Task directions: Copy exactly the lines of the records below, and only those lines, beginning with the line that contains "positive clicks: (40, 124) (54, 128)" and ending with the line that contains "92L14 95L10 88ZM21".

--------------------------------

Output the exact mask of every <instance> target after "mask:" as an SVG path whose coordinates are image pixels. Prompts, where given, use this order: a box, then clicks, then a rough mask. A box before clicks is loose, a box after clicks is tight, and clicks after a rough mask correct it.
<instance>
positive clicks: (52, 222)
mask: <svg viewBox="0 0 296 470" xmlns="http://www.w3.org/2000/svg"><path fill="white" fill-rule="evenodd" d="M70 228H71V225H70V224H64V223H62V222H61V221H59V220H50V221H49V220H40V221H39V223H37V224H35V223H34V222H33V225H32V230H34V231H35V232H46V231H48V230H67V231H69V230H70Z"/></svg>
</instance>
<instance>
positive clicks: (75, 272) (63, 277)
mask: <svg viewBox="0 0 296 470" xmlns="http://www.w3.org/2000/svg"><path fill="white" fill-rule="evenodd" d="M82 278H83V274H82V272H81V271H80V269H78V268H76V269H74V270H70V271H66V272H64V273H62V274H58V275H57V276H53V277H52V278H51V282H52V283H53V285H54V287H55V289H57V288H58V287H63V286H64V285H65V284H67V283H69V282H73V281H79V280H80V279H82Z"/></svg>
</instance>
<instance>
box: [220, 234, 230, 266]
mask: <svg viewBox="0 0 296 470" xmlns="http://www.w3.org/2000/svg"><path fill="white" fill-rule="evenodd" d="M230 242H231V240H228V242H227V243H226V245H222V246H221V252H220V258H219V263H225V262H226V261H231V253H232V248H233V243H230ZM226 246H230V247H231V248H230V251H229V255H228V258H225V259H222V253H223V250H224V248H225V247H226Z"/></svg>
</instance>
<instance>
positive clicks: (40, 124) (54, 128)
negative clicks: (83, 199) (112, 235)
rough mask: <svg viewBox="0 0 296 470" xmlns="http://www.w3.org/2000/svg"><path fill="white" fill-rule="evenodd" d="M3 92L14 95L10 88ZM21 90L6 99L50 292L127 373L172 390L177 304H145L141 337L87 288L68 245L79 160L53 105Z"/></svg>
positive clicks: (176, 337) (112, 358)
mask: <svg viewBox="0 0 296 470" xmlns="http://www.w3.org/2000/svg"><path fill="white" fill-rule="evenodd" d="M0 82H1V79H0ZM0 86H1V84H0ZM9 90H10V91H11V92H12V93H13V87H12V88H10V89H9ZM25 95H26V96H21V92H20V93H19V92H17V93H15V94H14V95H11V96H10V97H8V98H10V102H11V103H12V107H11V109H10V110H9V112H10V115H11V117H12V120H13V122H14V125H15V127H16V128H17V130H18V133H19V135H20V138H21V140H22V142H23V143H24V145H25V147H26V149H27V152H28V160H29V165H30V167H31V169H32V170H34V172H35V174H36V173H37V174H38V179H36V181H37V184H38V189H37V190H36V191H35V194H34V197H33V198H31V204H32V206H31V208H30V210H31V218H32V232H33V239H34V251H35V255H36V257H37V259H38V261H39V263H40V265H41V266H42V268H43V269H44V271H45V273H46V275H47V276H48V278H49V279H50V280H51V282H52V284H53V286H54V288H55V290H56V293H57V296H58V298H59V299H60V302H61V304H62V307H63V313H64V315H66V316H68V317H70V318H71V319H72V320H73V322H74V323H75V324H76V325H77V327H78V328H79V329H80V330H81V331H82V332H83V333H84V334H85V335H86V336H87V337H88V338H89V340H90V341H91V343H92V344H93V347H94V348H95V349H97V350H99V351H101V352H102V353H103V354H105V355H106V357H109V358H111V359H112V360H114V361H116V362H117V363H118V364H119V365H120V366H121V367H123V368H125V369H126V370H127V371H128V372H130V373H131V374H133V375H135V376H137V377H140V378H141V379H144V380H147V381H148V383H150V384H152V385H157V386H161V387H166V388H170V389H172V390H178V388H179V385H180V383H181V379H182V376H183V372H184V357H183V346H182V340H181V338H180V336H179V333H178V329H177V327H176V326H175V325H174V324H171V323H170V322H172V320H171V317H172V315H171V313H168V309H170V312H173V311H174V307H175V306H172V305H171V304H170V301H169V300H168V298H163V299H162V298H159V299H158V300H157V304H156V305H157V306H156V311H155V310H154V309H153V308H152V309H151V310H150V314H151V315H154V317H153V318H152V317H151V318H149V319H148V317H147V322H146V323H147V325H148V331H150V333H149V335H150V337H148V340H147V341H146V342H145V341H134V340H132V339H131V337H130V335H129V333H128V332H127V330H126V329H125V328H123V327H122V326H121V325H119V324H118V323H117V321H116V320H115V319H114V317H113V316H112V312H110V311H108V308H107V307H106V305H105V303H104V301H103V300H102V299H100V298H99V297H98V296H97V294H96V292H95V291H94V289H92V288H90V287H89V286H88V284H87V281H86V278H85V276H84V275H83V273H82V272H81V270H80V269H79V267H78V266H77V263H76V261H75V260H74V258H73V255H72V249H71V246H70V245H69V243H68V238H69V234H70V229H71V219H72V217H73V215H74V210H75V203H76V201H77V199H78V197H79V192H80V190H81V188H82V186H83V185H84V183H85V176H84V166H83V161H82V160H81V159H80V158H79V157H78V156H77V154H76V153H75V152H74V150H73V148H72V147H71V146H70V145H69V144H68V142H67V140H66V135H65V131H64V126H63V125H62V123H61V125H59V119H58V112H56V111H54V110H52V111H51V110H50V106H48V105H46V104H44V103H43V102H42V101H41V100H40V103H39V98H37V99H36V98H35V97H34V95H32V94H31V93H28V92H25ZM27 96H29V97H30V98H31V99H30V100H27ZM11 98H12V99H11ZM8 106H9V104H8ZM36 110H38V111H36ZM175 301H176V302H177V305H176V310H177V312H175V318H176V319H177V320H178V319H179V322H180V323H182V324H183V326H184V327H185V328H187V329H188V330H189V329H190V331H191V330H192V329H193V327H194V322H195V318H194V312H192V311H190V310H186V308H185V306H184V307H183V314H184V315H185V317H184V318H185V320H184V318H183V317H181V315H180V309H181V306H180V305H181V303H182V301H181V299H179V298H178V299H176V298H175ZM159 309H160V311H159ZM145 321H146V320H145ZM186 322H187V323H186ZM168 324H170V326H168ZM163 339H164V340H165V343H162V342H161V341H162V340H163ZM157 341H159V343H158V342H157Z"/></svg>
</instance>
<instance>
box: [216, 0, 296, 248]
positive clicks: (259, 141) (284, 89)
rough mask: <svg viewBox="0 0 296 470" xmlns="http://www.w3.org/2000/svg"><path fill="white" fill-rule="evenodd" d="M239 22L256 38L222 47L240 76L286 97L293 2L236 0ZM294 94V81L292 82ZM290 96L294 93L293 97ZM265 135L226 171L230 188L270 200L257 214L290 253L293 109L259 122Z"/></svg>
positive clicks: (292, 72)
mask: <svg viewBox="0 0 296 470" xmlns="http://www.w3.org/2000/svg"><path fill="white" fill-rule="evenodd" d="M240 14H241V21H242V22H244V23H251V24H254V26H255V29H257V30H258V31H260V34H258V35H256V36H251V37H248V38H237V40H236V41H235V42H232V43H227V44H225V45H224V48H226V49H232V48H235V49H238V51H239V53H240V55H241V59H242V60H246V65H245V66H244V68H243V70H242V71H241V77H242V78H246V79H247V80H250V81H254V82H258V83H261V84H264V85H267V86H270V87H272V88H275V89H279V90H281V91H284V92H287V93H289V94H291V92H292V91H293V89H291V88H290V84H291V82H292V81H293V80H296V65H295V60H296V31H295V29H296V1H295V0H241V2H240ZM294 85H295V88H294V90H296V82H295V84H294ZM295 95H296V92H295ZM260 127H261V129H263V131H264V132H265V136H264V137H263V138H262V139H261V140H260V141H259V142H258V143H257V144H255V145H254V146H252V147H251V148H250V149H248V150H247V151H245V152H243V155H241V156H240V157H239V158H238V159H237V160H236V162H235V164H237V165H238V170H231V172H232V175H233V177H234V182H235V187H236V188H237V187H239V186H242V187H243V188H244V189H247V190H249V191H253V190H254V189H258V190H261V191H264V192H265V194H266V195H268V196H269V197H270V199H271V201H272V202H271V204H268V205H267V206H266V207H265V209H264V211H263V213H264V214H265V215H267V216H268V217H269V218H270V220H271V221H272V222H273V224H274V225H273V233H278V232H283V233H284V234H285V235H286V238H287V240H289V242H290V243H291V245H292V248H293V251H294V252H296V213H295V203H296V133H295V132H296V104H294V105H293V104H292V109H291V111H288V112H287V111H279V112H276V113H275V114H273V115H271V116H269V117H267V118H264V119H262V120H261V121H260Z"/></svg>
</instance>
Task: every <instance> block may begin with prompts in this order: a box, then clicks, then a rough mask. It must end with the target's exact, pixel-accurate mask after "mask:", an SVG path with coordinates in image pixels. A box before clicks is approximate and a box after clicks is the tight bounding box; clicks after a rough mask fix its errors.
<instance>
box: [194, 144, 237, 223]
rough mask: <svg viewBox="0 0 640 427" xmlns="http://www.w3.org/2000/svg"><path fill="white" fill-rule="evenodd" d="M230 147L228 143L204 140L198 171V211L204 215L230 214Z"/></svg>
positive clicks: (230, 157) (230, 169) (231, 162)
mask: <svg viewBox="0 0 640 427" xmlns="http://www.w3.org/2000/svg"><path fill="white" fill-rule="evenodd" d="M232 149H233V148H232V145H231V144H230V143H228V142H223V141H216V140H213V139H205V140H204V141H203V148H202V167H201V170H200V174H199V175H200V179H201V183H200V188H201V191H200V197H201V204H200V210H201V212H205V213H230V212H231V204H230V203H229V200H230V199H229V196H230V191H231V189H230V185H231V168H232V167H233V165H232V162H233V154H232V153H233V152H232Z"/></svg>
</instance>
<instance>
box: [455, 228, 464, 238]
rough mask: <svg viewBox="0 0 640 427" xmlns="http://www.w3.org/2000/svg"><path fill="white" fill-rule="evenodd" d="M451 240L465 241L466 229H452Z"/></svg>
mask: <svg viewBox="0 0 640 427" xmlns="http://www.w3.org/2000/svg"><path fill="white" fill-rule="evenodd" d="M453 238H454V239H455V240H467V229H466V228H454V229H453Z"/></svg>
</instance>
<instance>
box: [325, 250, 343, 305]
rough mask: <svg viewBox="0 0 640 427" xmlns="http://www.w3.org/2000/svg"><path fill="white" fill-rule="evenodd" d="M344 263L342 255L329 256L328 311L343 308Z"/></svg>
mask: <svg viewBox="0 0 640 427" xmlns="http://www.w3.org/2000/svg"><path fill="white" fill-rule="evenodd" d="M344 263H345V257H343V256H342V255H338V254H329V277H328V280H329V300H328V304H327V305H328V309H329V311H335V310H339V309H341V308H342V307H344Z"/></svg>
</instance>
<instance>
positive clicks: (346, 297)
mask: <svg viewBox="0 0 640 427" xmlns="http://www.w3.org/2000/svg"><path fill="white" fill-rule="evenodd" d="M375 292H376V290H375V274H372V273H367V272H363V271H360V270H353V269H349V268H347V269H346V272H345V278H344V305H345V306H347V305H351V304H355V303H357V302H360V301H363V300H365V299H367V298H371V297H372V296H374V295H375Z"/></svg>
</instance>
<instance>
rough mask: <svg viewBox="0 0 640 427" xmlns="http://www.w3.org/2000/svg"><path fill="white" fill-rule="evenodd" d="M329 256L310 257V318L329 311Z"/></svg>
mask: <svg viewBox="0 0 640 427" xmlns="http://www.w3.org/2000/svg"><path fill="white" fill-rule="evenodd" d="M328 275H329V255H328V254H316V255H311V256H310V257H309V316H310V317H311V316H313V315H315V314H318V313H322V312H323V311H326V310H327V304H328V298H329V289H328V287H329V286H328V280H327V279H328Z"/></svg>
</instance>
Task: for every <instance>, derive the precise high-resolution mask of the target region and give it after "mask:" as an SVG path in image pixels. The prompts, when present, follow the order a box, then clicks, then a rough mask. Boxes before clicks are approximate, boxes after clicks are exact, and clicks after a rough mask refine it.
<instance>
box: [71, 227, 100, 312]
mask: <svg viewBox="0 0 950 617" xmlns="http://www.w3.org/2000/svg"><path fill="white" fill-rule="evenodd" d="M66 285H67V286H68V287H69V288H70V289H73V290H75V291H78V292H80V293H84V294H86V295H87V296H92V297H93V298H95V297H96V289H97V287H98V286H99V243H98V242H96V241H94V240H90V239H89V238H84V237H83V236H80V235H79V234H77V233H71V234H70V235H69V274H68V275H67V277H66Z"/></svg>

--------------------------------

Answer section:
positive clicks: (40, 124) (54, 128)
negative clicks: (83, 199) (112, 235)
rough mask: <svg viewBox="0 0 296 470" xmlns="http://www.w3.org/2000/svg"><path fill="white" fill-rule="evenodd" d="M3 92L14 95L10 88ZM21 90L6 99L50 292L127 373L172 390L177 304H145L141 337L87 288L68 245L79 160L53 105Z"/></svg>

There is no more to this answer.